## Source excerpt
○ ○ ○ ○ ○ ○ ○

Pytorch-yolov3: True positive count may be wrong

Created on 19 Jul 2019  路  9Comments  路  Source: eriklindernoren/PyTorch-YOLOv3

In get_batch_statistics(), it counts true_positives like this:

for pred_i, (pred_box, pred_label) in enumerate(zip(pred_boxes, pred_labels)):

 # If targets are found break
    if len(detected_boxes) == len(annotations):
        break

    # Ignore if label is not one of the target labels
    if pred_label not in target_labels:
        continue

    iou, box_index = bbox_iou(pred_box.unsqueeze(0), target_boxes).max(0)
    if iou >= iou_threshold and box_index not in detected_boxes:
        true_positives[pred_i] = 1
        detected_boxes += [box_index]

So it is possible that target_labels is [1, 2], and the iou of pred_boxes[0] and target_boxes[0] is over iou_threshold while pred_labels[0] is 2 (which should be 1 to make it a TP), but still here true_positives[0] will be 1.

I suggest you modify the third "if" to
if iou >= iou_thresh and box_index not in detected_boxes and pred_label == target_labels[box_index]:

Most helpful comment

Here's the link to the code.
https://github.com/eriklindernoren/PyTorch-YOLOv3/blob/1c5a58f47c9904a9fe9903b46c73bf93a230d8e7/utils/utils.py#L166

And, @youzunzhi 's suggestion is the following.

            for pred_i, (pred_box, pred_label) in enumerate(zip(pred_boxes, pred_labels)):

                # If targets are found break
                if len(detected_boxes) == len(annotations):
                    break

                # Ignore if label is not one of the target labels
                if pred_label not in target_labels:
                    continue

                iou, box_index = bbox_iou(pred_box.unsqueeze(0), target_boxes).max(0)
-                if iou >= iou_threshold and box_index not in detected_boxes:
+                if iou >= iou_thresh and box_index not in detected_boxes and pred_label == target_labels[box_index]:
                    true_positives[pred_i] = 1
                    detected_boxes += [box_index]

All 9 comments

Here's the link to the code.
https://github.com/eriklindernoren/PyTorch-YOLOv3/blob/1c5a58f47c9904a9fe9903b46c73bf93a230d8e7/utils/utils.py#L166

And, @youzunzhi 's suggestion is the following.

            for pred_i, (pred_box, pred_label) in enumerate(zip(pred_boxes, pred_labels)):

                # If targets are found break
                if len(detected_boxes) == len(annotations):
                    break

                # Ignore if label is not one of the target labels
                if pred_label not in target_labels:
                    continue

                iou, box_index = bbox_iou(pred_box.unsqueeze(0), target_boxes).max(0)
-                if iou >= iou_threshold and box_index not in detected_boxes:
+                if iou >= iou_thresh and box_index not in detected_boxes and pred_label == target_labels[box_index]:
                    true_positives[pred_i] = 1
                    detected_boxes += [box_index]

@youzunzhi
@peaceiris
How much does this change affect the mAP?

@H-YunHui It is hard to say.

○ ○ ○ ○ ○ ○ ○

Stored items:
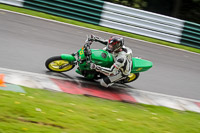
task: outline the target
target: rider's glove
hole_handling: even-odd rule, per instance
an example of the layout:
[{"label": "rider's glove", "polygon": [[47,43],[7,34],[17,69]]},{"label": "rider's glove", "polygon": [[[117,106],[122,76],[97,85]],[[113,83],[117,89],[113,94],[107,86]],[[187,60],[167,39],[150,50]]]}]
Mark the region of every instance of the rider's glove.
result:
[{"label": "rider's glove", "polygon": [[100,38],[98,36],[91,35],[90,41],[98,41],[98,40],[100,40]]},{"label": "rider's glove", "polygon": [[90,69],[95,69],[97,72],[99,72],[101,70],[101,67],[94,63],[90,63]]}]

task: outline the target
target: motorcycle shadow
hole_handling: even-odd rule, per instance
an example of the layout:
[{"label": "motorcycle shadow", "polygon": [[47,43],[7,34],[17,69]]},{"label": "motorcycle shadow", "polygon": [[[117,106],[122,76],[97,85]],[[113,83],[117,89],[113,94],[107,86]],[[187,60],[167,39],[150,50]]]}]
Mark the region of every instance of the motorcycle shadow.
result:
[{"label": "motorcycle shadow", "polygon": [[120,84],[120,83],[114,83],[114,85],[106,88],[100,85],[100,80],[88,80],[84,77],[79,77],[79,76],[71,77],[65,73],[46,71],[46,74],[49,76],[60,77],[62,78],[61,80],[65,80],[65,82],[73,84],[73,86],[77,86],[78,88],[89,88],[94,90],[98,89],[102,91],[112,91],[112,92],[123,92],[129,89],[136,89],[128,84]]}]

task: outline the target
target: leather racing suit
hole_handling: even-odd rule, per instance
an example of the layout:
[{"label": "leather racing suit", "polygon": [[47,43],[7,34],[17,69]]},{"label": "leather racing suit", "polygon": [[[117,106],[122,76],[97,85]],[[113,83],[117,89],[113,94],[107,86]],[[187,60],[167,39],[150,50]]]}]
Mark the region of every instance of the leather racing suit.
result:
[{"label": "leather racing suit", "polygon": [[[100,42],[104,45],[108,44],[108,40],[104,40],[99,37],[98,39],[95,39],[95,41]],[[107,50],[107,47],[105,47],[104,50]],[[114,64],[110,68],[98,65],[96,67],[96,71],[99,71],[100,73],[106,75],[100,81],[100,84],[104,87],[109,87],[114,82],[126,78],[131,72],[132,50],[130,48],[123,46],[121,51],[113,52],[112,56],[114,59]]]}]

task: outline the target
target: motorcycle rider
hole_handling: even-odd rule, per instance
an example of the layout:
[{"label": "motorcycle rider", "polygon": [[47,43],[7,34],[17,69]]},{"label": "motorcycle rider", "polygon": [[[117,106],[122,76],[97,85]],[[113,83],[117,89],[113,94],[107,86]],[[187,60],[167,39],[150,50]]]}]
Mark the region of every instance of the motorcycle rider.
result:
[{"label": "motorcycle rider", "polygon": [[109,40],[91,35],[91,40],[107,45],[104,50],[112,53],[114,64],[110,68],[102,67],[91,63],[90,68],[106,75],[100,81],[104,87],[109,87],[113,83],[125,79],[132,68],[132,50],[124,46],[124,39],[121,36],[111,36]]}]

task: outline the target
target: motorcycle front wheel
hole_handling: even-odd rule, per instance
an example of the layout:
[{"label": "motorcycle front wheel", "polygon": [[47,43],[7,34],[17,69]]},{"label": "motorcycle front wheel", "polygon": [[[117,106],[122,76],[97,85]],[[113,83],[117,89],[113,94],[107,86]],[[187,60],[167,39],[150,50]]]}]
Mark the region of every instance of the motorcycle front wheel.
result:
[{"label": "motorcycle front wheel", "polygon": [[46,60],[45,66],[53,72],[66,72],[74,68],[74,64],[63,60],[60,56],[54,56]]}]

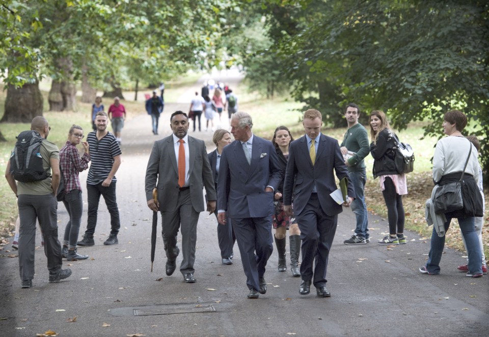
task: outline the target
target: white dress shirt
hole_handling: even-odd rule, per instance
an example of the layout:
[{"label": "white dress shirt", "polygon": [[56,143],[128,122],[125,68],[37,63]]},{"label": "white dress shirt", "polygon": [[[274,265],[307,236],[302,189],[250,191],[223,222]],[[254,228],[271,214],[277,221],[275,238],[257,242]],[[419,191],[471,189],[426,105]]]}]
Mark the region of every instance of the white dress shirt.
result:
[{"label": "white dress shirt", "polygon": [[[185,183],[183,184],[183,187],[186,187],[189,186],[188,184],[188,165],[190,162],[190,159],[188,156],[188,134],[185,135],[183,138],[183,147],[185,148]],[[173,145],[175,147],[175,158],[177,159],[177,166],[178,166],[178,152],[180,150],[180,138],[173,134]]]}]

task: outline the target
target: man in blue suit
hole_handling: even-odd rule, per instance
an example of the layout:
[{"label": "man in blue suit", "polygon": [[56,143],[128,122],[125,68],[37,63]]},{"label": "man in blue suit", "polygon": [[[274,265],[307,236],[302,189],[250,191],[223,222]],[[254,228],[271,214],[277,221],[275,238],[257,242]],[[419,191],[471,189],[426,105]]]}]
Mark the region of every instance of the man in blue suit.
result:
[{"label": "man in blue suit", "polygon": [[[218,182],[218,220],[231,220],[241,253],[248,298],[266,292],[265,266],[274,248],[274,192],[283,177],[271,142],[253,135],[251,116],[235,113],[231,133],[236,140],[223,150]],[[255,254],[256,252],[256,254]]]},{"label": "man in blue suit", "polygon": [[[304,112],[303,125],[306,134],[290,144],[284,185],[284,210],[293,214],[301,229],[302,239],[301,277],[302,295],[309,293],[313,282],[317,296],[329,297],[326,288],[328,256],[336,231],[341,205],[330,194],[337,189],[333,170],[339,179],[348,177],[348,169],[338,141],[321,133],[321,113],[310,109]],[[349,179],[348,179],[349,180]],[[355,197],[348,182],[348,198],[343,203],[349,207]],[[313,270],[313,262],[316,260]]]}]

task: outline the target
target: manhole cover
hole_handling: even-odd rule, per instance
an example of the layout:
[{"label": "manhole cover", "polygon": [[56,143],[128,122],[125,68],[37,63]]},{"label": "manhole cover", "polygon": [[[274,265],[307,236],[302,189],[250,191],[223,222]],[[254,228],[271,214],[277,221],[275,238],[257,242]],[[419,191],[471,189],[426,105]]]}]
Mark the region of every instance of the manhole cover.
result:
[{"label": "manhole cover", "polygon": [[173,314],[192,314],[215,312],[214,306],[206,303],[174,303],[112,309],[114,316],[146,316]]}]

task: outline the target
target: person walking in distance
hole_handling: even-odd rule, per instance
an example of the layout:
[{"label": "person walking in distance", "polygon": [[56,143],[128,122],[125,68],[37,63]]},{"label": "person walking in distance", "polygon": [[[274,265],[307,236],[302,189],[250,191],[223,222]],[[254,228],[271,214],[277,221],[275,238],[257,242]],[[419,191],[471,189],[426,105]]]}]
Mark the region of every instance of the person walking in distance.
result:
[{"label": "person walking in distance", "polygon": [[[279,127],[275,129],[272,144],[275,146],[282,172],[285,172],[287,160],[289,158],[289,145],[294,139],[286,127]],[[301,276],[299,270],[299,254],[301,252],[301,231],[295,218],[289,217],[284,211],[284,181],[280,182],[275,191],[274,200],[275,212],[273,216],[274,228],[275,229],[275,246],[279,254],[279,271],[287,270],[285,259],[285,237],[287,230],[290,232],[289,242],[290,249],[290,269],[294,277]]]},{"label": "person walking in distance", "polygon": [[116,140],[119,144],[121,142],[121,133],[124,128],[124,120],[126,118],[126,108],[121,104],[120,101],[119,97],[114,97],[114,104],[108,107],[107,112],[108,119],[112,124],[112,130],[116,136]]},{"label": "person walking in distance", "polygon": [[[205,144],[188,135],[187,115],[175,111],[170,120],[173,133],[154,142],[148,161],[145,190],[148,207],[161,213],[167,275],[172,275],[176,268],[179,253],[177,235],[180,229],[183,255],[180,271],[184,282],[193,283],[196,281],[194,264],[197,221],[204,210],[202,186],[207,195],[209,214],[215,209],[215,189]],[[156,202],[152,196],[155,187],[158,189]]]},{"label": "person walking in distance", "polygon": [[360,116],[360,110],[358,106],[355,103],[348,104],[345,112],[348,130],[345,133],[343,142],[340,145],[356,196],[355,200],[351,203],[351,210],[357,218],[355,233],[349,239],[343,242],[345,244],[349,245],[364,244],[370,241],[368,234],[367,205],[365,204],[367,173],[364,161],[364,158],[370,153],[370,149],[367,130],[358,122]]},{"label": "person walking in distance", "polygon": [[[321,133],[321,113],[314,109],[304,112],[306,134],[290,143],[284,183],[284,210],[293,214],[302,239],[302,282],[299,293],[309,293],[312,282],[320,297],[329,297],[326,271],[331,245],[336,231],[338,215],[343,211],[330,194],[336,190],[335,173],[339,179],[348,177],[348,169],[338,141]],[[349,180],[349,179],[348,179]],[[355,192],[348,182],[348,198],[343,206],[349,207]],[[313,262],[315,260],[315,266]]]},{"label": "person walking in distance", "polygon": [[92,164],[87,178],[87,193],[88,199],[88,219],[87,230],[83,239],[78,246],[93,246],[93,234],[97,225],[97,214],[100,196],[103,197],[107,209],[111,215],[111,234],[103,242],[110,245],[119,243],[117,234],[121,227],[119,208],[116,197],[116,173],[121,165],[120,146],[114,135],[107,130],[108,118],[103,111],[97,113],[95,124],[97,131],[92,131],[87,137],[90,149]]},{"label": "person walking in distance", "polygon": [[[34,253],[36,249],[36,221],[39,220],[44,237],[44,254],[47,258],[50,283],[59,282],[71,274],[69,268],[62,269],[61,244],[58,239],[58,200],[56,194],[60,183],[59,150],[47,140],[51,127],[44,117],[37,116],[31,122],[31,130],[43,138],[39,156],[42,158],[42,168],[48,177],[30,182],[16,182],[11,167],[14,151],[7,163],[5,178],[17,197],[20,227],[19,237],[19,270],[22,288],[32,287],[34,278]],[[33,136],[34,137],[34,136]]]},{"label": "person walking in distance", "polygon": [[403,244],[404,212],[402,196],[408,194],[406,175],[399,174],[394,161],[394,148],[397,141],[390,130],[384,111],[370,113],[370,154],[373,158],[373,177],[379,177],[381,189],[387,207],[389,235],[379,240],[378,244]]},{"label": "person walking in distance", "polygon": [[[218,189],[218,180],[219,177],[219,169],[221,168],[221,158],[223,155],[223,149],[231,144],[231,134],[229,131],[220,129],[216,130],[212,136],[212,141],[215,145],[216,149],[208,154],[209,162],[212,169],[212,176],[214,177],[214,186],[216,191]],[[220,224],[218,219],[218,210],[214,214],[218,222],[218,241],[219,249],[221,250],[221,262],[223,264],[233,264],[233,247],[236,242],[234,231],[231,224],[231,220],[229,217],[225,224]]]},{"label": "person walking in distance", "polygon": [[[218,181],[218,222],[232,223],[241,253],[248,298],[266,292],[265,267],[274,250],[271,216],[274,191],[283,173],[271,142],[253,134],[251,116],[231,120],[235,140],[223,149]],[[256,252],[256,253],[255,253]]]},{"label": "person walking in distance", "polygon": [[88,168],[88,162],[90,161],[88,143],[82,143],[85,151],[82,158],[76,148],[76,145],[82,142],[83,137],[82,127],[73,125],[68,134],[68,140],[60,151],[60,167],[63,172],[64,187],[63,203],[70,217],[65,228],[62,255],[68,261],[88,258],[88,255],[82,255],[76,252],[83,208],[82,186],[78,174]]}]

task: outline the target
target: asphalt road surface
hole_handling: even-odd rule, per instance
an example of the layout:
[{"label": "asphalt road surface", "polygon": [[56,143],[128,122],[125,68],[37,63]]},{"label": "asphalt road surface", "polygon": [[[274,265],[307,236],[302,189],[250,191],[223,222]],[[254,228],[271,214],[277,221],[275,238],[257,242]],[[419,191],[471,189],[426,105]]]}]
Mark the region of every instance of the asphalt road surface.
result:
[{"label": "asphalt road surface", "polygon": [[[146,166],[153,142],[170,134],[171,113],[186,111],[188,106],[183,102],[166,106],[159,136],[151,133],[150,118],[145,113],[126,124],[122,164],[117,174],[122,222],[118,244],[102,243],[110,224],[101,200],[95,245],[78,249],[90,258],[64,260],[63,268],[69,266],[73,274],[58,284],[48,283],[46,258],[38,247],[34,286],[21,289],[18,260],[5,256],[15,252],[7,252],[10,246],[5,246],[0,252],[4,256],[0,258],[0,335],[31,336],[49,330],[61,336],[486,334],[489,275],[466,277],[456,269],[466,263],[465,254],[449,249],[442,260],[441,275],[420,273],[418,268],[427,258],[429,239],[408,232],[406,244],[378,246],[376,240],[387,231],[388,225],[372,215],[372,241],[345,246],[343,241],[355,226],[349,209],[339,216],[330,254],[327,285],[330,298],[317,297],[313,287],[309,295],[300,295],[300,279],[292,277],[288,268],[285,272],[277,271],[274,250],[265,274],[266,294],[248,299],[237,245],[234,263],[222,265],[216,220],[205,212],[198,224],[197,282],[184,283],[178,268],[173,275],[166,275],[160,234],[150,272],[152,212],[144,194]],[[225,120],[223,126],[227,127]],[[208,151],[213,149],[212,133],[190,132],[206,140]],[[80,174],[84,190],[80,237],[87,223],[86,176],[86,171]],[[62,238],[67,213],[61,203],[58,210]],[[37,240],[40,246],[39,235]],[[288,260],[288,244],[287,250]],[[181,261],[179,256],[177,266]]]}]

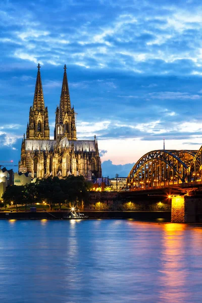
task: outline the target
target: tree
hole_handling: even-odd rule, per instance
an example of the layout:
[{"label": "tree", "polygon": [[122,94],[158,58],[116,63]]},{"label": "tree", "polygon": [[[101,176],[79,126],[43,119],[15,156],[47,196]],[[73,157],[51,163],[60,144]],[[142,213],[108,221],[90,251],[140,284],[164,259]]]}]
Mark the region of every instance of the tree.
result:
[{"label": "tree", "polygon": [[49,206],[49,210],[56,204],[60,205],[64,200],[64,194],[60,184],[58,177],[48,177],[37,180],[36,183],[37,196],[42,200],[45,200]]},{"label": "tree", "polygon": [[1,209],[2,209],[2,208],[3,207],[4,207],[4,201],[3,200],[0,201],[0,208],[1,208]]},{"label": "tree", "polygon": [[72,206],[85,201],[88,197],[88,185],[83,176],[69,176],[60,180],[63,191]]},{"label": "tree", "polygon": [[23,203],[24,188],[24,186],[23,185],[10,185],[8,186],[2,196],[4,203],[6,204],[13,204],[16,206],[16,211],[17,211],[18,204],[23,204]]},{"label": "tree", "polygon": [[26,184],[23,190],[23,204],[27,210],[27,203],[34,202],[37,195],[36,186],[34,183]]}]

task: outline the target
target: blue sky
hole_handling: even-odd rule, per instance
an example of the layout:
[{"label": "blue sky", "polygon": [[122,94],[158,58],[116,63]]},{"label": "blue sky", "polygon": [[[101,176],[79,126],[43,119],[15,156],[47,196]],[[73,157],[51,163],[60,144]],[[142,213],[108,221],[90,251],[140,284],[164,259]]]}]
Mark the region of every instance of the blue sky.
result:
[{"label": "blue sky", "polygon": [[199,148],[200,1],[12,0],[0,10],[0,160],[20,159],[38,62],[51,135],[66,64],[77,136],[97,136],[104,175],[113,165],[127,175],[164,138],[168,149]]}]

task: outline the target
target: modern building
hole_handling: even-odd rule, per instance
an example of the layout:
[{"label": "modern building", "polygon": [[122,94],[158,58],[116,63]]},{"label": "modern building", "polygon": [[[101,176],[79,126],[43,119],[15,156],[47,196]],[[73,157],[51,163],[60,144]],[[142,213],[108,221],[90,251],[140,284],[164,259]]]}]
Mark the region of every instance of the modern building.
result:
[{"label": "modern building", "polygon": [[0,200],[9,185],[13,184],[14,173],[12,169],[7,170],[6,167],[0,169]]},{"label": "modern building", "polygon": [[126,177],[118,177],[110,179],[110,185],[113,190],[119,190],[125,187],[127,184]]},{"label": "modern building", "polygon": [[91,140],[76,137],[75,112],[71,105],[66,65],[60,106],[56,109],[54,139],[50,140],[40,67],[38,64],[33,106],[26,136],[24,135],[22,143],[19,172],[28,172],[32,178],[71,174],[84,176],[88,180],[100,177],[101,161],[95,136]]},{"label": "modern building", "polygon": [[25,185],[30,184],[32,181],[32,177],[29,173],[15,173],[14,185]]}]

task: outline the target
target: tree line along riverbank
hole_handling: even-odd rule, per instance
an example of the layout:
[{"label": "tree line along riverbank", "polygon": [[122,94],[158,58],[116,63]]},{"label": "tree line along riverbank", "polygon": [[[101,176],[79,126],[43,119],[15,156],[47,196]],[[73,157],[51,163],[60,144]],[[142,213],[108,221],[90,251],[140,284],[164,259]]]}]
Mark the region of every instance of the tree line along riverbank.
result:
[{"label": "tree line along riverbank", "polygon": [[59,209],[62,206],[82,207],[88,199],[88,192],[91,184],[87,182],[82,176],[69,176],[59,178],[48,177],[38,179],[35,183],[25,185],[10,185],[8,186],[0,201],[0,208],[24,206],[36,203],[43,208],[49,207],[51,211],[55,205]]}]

○ ○ ○ ○ ○ ○ ○

## Required task
Extend the issue thread above about the true-positive count in PyTorch-YOLOv3, picking up after its last reply.

## Output
@youzunzhi @peaceiris
Another problem with calculating TP,
iou, box_index = bbox_iou(pred_box.unsqueeze(0), target_boxes).max(0)

The code just calculates max matched IOU, However, predict box may have the IOU(> iou_thresh) with another gt box, and also predict right.

@ujsyehao Hello, have you solved this problem? I have another question. For one ground-truth, we have found a matched predict box. In the next iteration, another predict box has a higher IOU than the already matched box. However, as this ground-truth already finds its matched box, we will ignore the second box, as in the code:
if iou >= iou_threshold and box_index not in detected_boxes:

In summary, for one ground-truth, the pred_box having the highest IOU is regarded as TP. So, I think we should iterate the target_boxes instead of pred_boxes.

@youzunzhi @peaceiris
Another problem with calculating TP,
iou, box_index = bbox_iou(pred_box.unsqueeze(0), target_boxes).max(0)

The code just calculates max matched IOU, However, predict box may have the IOU(> iou_thresh) with another gt box, and also predict right.

here's my solution.
`

             ...
            # Ignore if label is not one of the target labels
            if pred_label not in target_labels:
                continue    

            iou = bbox_iou(pred_box.unsqueeze(0), target_boxes)
        mask_matched = (target_labels == pred_label) & (iou >= iou_threshold)

        iou_matched = torch.where(mask_matched, iou, torch.zeros_like(iou))
        iou_max, box_index = iou_matched.max(0)

        if iou_max >= iou_threshold and box_index not in detected_boxes:
            true_positives[pred_i] = 1
            detected_boxes += [box_index]

`

I have another question. Suppose there are two target_box, when pred_box[0] matches target_box[0]銆乼arget_box[1], will a pred_box match two target box?

I have another question. Suppose there are two target_box, when pred_box[0] matches target_box[0]銆乼arget_box[1], will a pred_box match two target box?

@zxj11838 In this implementation, pred_box[0] will be added to detected_boxes and it won't be count as another true positive any more.

i think this is correct

            iou_sort, box_index_sort = bbox_iou(pred_box.unsqueeze(0), target_boxes).sort(descending=True)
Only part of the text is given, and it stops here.